#### Passage shown:
--

I came across this article titled “Top 5 Reasons Lean Projects Fail” and thought I would jot down my own list of 8 big reasons for lean failure:

  1. Let’s start with his article – viewing lean as a collection of projects.  Too many companies think lean is all about doing business as usual, but adding in a bunch of kaizen events.  In that mode the events/projects rarely generate significant, sustainable results.
  2. Buying lean – My post the other day on La Z Boy is a prime example … “The firm has made a $400,000 investment to introduce a 90-point lean manufacturing programme.”  I can’t imagine what anyone can spend $400,000 on that would make them lean.  Software and technology will not make anyone lean, and even the most outrageous consultant I know doesn’t charge $400,000 to anyone for all out training and advice.
  3. Limiting lean to tools – the most common failure by far.  Most companies see lean as a collection of shop floor tools, techniques and parlor tricks and do not even contemplate changing anything on the management side of the business.  Unfortunately you get what you manage … manage the business the same way and you will get the same results.  Change management and you get different results.  It’s really that simple.

--

#### Extracted data:
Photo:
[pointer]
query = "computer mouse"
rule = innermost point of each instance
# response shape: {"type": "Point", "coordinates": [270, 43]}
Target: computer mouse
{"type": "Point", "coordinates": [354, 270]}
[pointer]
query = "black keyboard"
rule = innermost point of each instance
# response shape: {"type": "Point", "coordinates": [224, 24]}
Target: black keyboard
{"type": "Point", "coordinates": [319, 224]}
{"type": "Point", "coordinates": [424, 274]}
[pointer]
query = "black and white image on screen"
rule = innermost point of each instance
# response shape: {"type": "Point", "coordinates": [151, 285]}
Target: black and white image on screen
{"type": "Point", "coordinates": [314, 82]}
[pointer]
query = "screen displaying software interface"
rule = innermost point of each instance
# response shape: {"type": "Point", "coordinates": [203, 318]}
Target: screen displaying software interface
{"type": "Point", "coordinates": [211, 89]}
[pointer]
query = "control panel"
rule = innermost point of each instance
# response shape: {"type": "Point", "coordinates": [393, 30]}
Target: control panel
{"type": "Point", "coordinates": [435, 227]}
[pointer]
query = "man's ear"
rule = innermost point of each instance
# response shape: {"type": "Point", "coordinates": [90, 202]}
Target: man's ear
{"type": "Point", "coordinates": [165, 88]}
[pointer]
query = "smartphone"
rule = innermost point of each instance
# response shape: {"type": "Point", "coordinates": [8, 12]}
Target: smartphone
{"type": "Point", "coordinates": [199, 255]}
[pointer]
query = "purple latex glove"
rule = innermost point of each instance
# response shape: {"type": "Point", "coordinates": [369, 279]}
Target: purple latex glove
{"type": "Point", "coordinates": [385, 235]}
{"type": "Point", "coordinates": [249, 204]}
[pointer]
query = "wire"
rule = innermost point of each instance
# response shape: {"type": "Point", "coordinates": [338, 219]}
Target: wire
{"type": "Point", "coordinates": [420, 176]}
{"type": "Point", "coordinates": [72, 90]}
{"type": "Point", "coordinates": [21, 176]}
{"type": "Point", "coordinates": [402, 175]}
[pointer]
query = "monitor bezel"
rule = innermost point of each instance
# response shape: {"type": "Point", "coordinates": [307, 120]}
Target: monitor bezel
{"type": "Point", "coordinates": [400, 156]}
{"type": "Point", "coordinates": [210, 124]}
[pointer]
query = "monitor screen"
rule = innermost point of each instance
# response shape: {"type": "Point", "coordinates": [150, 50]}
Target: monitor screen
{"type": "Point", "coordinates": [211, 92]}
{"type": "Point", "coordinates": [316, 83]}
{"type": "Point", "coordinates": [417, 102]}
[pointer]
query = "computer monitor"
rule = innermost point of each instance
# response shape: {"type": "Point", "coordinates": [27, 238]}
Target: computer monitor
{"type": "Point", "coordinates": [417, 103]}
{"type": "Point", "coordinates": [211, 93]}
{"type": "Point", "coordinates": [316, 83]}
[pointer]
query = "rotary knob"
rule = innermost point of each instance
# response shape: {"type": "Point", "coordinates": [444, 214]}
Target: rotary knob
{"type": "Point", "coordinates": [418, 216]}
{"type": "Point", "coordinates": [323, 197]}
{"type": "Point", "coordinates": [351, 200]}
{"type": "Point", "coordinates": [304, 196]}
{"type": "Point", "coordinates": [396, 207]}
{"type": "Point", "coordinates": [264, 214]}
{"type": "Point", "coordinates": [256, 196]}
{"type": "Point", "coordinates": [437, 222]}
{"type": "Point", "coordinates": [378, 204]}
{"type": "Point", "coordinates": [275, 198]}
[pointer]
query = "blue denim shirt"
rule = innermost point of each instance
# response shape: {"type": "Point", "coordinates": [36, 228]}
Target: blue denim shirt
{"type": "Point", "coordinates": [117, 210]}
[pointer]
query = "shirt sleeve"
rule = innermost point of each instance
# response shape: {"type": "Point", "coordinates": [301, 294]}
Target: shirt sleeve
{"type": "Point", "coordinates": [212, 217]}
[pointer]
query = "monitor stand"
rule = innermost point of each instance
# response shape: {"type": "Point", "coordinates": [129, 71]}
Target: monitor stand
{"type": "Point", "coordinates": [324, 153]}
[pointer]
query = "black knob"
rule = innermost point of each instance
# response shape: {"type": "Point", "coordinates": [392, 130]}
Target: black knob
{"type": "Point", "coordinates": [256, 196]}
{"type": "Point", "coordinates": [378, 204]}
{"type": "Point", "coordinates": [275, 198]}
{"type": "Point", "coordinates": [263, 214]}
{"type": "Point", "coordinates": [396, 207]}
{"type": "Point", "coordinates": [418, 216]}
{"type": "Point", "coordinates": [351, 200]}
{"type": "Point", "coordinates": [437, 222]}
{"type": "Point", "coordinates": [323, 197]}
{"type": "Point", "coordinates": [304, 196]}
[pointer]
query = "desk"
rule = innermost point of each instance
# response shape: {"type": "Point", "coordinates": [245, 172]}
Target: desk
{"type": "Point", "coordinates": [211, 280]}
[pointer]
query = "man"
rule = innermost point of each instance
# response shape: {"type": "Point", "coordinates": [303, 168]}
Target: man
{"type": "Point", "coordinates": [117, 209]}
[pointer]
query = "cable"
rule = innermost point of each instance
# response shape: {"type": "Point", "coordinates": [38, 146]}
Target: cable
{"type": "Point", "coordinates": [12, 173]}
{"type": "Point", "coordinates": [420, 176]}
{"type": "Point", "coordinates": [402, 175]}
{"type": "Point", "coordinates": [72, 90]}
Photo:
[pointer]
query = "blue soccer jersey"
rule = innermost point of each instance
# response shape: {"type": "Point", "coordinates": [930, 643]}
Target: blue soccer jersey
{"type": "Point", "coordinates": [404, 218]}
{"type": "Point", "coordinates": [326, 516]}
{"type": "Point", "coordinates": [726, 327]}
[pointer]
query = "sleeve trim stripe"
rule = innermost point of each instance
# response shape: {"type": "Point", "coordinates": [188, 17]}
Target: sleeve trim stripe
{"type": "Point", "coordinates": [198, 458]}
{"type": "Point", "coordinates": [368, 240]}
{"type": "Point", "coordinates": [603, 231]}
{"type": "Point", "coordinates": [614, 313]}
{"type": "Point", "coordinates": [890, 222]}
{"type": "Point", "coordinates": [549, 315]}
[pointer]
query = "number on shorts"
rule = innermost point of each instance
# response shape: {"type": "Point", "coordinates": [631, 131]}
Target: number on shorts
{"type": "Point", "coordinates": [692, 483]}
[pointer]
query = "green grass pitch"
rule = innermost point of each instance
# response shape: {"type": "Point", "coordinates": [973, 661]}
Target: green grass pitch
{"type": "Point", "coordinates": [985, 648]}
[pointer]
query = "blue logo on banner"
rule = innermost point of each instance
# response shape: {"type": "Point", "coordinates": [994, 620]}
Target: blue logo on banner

--

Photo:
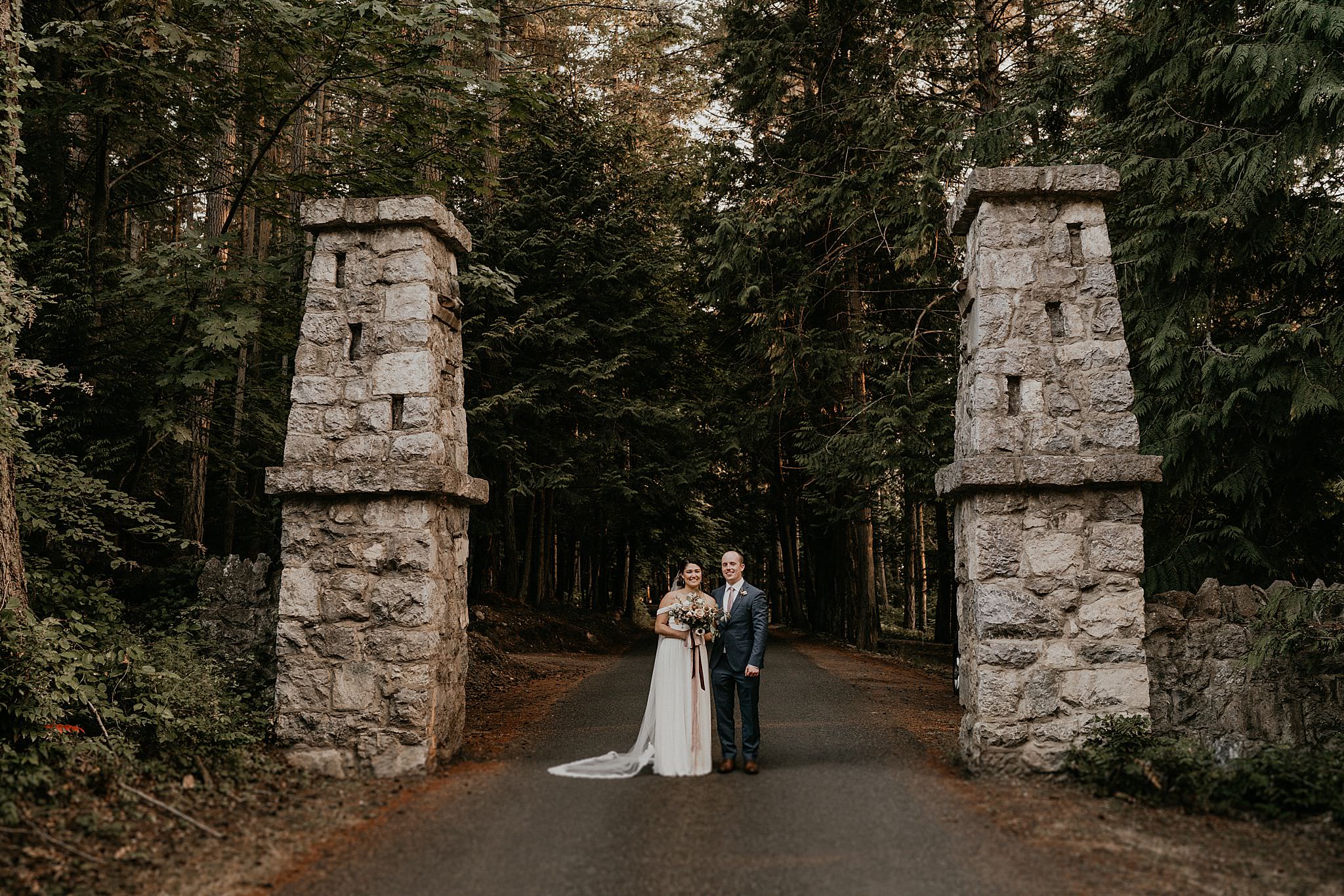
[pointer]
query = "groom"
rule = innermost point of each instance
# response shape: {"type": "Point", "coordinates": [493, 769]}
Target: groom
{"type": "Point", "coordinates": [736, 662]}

--

#### Short problem 1:
In the passage on lean failure, what is called the most common failure by far?
#### Short problem 2:
Repeat the passage on lean failure from "1. Let’s start" to "training and advice.".
The entries have no connection to the passage on lean failure.

#### Written solution 1:
Limiting lean to tools.

#### Written solution 2:
1. Let’s start with his article – viewing lean as a collection of projects.  Too many companies think lean is all about doing business as usual, but adding in a bunch of kaizen events.  In that mode the events/projects rarely generate significant, sustainable results.
  2. Buying lean – My post the other day on La Z Boy is a prime example … “The firm has made a $400,000 investment to introduce a 90-point lean manufacturing programme.”  I can’t imagine what anyone can spend $400,000 on that would make them lean.  Software and technology will not make anyone lean, and even the most outrageous consultant I know doesn’t charge $400,000 to anyone for all out training and advice.